Text passage:
Dogs Fall Ill As Owners, Vets and Lawmakers Blame Treats from China


----------



## BeagleCountry

Target refuses to reveal the source of the ingredients or country of manufacture for their Boots & Barkley treats and kibble. The products could be made in one country this week and another next week. Their kibble gets a 1 star rating on several of the dog food review sites due to the poor quality, potentially harmful chemicals and species inappropriate ingredients. 

I hope Nicky is feeling much better now.

Below is the link to a discussion of Target and the Boots & Barkley products in the Dry and Canned Food forum.
http://dogfoodchat.com/forum/dry-canned-dog-food/5105-warning-target-boots-barkley-dog-food.html


----------



## thegoodstuff

Its been almost 3 weeks since Nicky started vomiting. He is feeling much better now, thank you, but it had nothing to do with the rawhide.

Your objective:
Copy the forum thread from "Target refuses to" through "Canned Food forum.", substituting "dry food" for every instance of "kibble".

Record extracts:
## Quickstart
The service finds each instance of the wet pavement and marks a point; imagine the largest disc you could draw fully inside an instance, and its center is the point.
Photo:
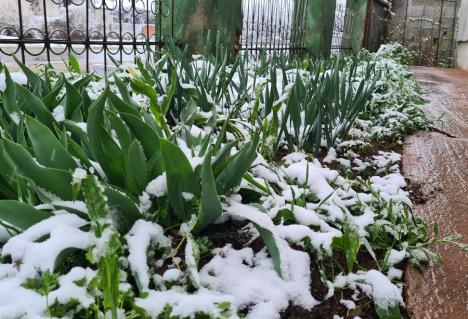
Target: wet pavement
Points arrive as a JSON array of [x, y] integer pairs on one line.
[[438, 163]]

Answer to this exercise:
Target refuses to reveal the source of the ingredients or country of manufacture for their Boots & Barkley treats and dry food. The products could be made in one country this week and another next week. Their dry food gets a 1 star rating on several of the dog food review sites due to the poor quality, potentially harmful chemicals and species inappropriate ingredients. 

I hope Nicky is feeling much better now.

Below is the link to a discussion of Target and the Boots & Barkley products in the Dry and Canned Food forum.